**Exercise requirements:**
Where does the word "calculator" occur in the data below? Copy each line that holds it.

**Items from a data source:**
====
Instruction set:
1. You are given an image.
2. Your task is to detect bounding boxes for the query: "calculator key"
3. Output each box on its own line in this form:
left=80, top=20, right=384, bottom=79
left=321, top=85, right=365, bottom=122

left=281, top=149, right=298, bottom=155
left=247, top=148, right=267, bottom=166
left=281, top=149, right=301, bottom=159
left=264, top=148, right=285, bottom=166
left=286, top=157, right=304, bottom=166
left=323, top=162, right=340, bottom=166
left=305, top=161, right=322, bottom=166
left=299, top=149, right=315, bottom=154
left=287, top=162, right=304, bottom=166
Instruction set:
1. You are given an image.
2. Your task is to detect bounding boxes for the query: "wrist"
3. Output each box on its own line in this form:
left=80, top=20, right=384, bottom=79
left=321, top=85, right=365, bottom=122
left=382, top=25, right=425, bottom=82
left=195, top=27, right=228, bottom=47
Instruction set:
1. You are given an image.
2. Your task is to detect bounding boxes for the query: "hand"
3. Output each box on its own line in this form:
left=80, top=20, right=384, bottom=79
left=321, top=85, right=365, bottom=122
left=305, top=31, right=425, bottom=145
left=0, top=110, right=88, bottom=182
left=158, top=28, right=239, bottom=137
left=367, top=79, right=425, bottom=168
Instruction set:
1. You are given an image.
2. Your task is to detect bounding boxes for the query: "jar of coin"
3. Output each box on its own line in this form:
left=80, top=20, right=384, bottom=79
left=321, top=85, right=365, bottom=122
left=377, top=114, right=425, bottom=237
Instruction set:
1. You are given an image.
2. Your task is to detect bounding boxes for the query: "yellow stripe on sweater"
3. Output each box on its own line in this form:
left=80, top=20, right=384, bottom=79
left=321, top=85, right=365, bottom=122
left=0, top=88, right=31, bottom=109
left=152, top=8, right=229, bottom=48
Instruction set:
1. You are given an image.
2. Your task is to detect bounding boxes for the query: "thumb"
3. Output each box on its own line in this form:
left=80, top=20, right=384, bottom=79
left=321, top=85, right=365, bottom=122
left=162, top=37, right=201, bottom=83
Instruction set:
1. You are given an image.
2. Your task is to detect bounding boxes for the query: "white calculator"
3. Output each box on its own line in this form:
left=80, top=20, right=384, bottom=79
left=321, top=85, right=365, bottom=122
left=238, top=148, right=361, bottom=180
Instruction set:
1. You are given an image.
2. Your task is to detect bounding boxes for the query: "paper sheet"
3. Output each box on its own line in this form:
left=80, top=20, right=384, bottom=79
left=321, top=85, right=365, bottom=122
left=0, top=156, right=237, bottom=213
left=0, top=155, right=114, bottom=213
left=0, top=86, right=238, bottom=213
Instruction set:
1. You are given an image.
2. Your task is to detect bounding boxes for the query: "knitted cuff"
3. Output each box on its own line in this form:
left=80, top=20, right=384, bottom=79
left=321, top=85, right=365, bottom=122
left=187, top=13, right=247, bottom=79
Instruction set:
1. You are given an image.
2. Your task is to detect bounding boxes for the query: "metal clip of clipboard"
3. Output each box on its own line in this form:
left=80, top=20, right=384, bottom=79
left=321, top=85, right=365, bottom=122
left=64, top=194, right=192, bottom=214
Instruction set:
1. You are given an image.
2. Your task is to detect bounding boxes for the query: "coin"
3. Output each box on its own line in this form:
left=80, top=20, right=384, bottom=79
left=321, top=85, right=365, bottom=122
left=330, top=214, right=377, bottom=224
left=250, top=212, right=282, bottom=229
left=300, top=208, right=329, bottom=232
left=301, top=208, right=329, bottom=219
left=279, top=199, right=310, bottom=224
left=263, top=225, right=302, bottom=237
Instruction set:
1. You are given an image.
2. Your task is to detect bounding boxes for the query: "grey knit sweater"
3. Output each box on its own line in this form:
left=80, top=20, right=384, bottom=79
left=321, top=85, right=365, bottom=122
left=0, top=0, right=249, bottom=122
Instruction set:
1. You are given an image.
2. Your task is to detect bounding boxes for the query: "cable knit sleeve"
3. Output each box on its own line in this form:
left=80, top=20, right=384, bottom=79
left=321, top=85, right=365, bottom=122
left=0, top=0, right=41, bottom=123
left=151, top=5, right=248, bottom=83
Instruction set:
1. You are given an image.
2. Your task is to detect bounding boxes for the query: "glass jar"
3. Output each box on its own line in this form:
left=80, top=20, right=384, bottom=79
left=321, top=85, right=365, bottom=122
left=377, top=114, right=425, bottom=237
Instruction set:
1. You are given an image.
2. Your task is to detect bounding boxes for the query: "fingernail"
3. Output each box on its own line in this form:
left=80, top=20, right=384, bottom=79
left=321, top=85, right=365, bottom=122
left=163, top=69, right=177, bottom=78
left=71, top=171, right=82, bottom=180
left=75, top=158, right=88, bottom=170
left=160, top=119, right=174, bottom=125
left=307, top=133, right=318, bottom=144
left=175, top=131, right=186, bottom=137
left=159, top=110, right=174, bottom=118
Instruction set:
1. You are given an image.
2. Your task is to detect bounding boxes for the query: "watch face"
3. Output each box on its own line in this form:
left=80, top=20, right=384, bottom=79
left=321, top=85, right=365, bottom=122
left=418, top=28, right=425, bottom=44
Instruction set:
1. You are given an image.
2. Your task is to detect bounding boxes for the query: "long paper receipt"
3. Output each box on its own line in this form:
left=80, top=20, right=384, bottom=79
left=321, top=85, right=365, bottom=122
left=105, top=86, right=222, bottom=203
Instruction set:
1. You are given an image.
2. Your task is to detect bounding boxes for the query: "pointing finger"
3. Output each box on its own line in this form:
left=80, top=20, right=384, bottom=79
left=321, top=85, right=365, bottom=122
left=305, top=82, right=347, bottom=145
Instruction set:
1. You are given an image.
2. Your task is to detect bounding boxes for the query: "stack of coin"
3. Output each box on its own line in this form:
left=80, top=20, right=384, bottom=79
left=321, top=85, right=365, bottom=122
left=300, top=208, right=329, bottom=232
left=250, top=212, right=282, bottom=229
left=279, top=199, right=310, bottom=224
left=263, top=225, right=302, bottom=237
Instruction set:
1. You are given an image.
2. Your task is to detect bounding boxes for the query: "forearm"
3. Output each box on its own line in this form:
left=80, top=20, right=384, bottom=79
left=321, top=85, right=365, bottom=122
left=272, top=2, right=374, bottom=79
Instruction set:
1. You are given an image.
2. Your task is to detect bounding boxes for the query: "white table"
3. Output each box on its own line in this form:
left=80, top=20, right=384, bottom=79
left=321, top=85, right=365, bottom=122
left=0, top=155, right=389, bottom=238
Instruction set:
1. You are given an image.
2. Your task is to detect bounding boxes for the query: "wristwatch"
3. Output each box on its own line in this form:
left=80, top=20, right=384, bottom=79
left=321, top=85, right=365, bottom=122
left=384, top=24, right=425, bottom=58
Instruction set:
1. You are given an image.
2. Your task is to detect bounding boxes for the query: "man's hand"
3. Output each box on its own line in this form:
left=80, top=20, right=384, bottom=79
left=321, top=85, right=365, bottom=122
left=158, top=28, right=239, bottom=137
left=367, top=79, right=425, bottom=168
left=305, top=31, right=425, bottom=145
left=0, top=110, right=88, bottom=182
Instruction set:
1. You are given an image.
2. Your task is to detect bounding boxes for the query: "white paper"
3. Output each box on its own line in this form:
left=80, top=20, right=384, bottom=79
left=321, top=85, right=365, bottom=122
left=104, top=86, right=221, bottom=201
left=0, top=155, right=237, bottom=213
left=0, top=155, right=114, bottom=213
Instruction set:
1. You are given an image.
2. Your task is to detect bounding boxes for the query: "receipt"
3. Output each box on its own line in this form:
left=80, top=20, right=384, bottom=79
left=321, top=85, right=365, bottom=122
====
**Solved exercise:**
2. Your task is to detect bounding boxes for the query: "calculator key"
2. Your task is to detect bounding boxes for the query: "white calculator"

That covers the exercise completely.